Format the records below as a Markdown table with a Row column holding the row number and a Line column holding the line itself, leaving out any blank lines.
┄┄┄┄┄┄┄┄┄┄
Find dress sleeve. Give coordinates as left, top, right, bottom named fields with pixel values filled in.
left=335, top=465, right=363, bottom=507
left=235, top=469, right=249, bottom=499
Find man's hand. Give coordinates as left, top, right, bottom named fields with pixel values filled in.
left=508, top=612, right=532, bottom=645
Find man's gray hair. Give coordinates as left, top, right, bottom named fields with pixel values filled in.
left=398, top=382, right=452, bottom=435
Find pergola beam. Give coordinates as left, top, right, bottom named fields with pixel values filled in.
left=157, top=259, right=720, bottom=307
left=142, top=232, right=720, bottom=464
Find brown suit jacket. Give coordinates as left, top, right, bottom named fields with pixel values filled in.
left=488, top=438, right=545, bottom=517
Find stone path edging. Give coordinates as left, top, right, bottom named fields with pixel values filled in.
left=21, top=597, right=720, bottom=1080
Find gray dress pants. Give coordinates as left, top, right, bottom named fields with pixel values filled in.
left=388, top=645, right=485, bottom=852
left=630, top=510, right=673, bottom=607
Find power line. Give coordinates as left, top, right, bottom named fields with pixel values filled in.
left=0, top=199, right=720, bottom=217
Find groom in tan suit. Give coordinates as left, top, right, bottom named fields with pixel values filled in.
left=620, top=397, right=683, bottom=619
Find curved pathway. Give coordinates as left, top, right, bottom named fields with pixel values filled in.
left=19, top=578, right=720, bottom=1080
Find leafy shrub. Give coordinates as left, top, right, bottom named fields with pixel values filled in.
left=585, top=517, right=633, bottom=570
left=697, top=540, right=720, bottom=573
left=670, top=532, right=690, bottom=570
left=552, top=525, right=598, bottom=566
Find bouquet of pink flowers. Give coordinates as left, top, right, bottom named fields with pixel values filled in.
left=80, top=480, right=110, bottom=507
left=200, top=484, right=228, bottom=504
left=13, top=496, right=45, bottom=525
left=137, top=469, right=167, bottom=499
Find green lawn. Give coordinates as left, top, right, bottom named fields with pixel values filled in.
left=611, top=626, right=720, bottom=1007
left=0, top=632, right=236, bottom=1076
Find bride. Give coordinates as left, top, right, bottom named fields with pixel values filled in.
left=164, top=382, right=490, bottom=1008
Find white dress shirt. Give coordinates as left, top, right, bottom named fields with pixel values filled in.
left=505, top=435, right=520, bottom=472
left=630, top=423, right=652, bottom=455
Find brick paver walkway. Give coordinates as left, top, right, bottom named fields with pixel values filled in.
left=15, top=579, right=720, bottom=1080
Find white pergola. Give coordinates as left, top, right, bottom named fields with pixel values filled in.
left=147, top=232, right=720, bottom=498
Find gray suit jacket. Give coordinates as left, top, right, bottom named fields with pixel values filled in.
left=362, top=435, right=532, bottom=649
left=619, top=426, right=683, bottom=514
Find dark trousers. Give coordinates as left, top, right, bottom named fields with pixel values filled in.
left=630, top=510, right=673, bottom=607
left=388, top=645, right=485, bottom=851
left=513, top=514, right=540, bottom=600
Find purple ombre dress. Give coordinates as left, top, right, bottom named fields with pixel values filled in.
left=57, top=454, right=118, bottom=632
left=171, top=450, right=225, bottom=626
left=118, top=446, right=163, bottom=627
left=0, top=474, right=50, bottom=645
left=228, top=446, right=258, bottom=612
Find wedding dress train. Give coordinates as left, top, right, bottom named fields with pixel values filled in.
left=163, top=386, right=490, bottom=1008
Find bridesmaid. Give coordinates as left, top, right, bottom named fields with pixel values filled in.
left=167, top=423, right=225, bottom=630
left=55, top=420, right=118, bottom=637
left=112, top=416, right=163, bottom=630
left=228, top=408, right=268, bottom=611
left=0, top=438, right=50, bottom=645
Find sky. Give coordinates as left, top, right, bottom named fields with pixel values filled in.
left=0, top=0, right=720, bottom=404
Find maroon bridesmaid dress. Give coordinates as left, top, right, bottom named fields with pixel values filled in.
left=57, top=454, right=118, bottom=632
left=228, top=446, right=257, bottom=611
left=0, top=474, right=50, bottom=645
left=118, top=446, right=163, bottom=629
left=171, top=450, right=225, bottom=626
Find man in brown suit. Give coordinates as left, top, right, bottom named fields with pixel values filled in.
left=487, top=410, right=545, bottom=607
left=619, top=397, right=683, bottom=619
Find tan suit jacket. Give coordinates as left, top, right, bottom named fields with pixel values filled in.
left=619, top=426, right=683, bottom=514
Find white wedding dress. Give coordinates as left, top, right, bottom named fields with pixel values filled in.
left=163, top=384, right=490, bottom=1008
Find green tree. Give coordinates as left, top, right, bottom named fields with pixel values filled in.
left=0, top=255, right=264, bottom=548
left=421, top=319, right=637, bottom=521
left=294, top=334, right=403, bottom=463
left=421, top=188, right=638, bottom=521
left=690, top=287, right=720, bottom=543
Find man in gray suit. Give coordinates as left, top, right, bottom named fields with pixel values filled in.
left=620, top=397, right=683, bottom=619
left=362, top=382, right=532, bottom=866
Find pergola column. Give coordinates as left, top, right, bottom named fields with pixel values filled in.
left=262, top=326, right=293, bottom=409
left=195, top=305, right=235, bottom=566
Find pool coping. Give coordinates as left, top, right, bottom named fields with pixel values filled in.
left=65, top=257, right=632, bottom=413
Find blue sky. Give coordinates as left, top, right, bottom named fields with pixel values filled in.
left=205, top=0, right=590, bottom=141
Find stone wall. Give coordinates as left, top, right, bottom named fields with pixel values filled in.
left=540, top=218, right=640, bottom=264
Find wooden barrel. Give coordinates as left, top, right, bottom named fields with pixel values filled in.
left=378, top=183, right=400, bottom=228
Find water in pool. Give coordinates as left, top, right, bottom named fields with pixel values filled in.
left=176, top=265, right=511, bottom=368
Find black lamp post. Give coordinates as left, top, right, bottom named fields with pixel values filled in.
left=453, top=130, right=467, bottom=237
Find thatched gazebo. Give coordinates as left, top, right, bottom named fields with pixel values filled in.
┄┄┄┄┄┄┄┄┄┄
### RESULT OF THE EXERCISE:
| Row | Line |
|---|---|
| 1 | Find dress sleeve. Give coordinates as left, top, right, bottom named fields with pixel values filled in. |
| 2 | left=335, top=465, right=363, bottom=507 |
| 3 | left=235, top=469, right=249, bottom=499 |
| 4 | Find man's hand. Give coordinates as left, top, right, bottom named fields with pixel values filled in. |
| 5 | left=508, top=612, right=532, bottom=645 |
| 6 | Find man's gray hair. Give coordinates as left, top, right, bottom named fields with pixel values filled in. |
| 7 | left=398, top=382, right=452, bottom=435 |
| 8 | Find pergola beam. Give coordinates as left, top, right, bottom named fields with pixel values filled in. |
| 9 | left=157, top=259, right=720, bottom=307 |
| 10 | left=142, top=232, right=720, bottom=464 |
| 11 | Find brown suit jacket. Give coordinates as left, top, right, bottom named fields with pixel values filled in. |
| 12 | left=488, top=438, right=545, bottom=517 |
| 13 | Find stone path edging. Give coordinates as left, top, right, bottom named fields with pixel values filled in. |
| 14 | left=21, top=597, right=720, bottom=1080 |
| 15 | Find gray dress pants. Give coordinates as left, top, right, bottom named fields with pixel values filled in. |
| 16 | left=388, top=645, right=485, bottom=852 |
| 17 | left=630, top=510, right=673, bottom=607 |
| 18 | Find power line. Give coordinates as left, top, right, bottom named fields with pixel values filled in. |
| 19 | left=0, top=199, right=720, bottom=217 |
| 20 | Find groom in tan suit. Give coordinates as left, top, right, bottom named fields with pixel values filled in. |
| 21 | left=620, top=397, right=683, bottom=619 |
| 22 | Find curved pathway. Give coordinates as left, top, right, bottom named fields with pixel values filled in. |
| 23 | left=19, top=578, right=720, bottom=1080 |
| 24 | Find leafy shrub. Give coordinates as left, top, right, bottom named fields with pixel values filled in. |
| 25 | left=585, top=517, right=633, bottom=570 |
| 26 | left=697, top=540, right=720, bottom=573 |
| 27 | left=670, top=532, right=690, bottom=570 |
| 28 | left=552, top=525, right=598, bottom=566 |
| 29 | Find bouquet of pink flowers. Give coordinates as left, top, right, bottom named fields with pixel values filled in. |
| 30 | left=80, top=480, right=110, bottom=507 |
| 31 | left=200, top=484, right=228, bottom=504 |
| 32 | left=13, top=496, right=45, bottom=525 |
| 33 | left=137, top=469, right=167, bottom=499 |
| 34 | Find green lawn. Give coordinates as left, top, right, bottom named fields with pixel values filled in. |
| 35 | left=611, top=626, right=720, bottom=1007 |
| 36 | left=0, top=632, right=236, bottom=1076 |
| 37 | Find bride. Give coordinates as left, top, right, bottom named fields with pixel values filled in. |
| 38 | left=164, top=382, right=490, bottom=1008 |
| 39 | Find white dress shirt. Give coordinates as left, top, right, bottom named fields with pixel values filled in. |
| 40 | left=505, top=435, right=520, bottom=472 |
| 41 | left=630, top=423, right=652, bottom=455 |
| 42 | Find brick paver walkway. Give coordinates as left, top, right, bottom named fields with pixel values filled in. |
| 43 | left=15, top=579, right=720, bottom=1080 |
| 44 | Find white pergola. Give coordinates as left, top, right, bottom named fields with pixel values filled in. |
| 45 | left=147, top=232, right=720, bottom=498 |
| 46 | Find gray suit jacket. Give coordinates as left, top, right, bottom named fields with pixel values filled in. |
| 47 | left=362, top=435, right=532, bottom=649 |
| 48 | left=619, top=426, right=683, bottom=514 |
| 49 | Find dark trousers. Give coordinates as left, top, right, bottom named fields with pixel values filled in. |
| 50 | left=630, top=510, right=673, bottom=607 |
| 51 | left=388, top=645, right=485, bottom=851 |
| 52 | left=513, top=514, right=540, bottom=600 |
| 53 | Find purple ombre dress. Give coordinates as left, top, right, bottom named fields with pixel values filled in. |
| 54 | left=57, top=454, right=118, bottom=632 |
| 55 | left=171, top=450, right=225, bottom=626 |
| 56 | left=118, top=446, right=163, bottom=627 |
| 57 | left=0, top=474, right=50, bottom=645 |
| 58 | left=228, top=446, right=258, bottom=612 |
| 59 | Find wedding dress train. Give coordinates as left, top, right, bottom named fields with pixel values filled in. |
| 60 | left=163, top=386, right=490, bottom=1008 |
| 61 | Find bridesmaid. Give coordinates as left, top, right, bottom named fields with pixel values filled in. |
| 62 | left=167, top=423, right=225, bottom=630 |
| 63 | left=55, top=420, right=118, bottom=637 |
| 64 | left=112, top=416, right=163, bottom=630 |
| 65 | left=228, top=408, right=268, bottom=611 |
| 66 | left=0, top=438, right=50, bottom=645 |
| 67 | Find sky. Give coordinates as left, top, right, bottom named fields with pixel values filled in. |
| 68 | left=0, top=0, right=720, bottom=404 |
| 69 | Find maroon bridesmaid dress. Give coordinates as left, top, right, bottom named fields with pixel values filled in. |
| 70 | left=57, top=454, right=118, bottom=632 |
| 71 | left=228, top=446, right=257, bottom=611 |
| 72 | left=0, top=474, right=50, bottom=645 |
| 73 | left=118, top=446, right=163, bottom=629 |
| 74 | left=171, top=450, right=225, bottom=626 |
| 75 | Find man in brown suit. Give coordinates as left, top, right, bottom named fields with pixel values filled in. |
| 76 | left=487, top=410, right=545, bottom=607 |
| 77 | left=619, top=397, right=683, bottom=619 |
| 78 | Find tan suit jacket. Give coordinates as left, top, right, bottom named fields with pixel values filled in. |
| 79 | left=619, top=426, right=683, bottom=514 |
| 80 | Find white wedding dress. Give coordinates as left, top, right, bottom named fields with pixel values filled in. |
| 81 | left=163, top=384, right=490, bottom=1008 |
| 82 | Find green tree. Give coordinates as left, top, right, bottom named fields with pixel values filled in. |
| 83 | left=0, top=255, right=264, bottom=548 |
| 84 | left=421, top=319, right=637, bottom=521 |
| 85 | left=294, top=334, right=403, bottom=463 |
| 86 | left=421, top=188, right=638, bottom=521 |
| 87 | left=690, top=287, right=720, bottom=543 |
| 88 | Find man in gray suit. Give coordinates as left, top, right, bottom named fields with pixel values filled in. |
| 89 | left=620, top=397, right=683, bottom=619 |
| 90 | left=362, top=382, right=532, bottom=866 |
| 91 | Find pergola column. Give coordinates as left, top, right, bottom named fields with pixel values filled in. |
| 92 | left=262, top=326, right=293, bottom=409 |
| 93 | left=195, top=305, right=235, bottom=566 |
| 94 | Find pool coping. Give coordinates as left, top, right, bottom named fields with pixel values filled in. |
| 95 | left=65, top=257, right=632, bottom=413 |
| 96 | Find blue sky. Give coordinates as left, top, right, bottom named fields with pixel values filled in. |
| 97 | left=205, top=0, right=590, bottom=141 |
| 98 | Find stone wall. Give coordinates as left, top, right, bottom named fields with pixel values filled in. |
| 99 | left=540, top=218, right=640, bottom=264 |
| 100 | Find wooden barrel. Give coordinates as left, top, right, bottom named fields with pixel values filled in. |
| 101 | left=378, top=183, right=400, bottom=228 |
| 102 | Find water in pool. Give coordinates as left, top, right, bottom named fields with pixel values filled in. |
| 103 | left=176, top=265, right=511, bottom=368 |
| 104 | Find black lamp post. Give coordinates as left, top, right, bottom named fields with pixel values filled in. |
| 105 | left=453, top=130, right=467, bottom=237 |
| 106 | Find thatched gazebo. Give coordinates as left, top, right, bottom named fields with pixel values filled in. |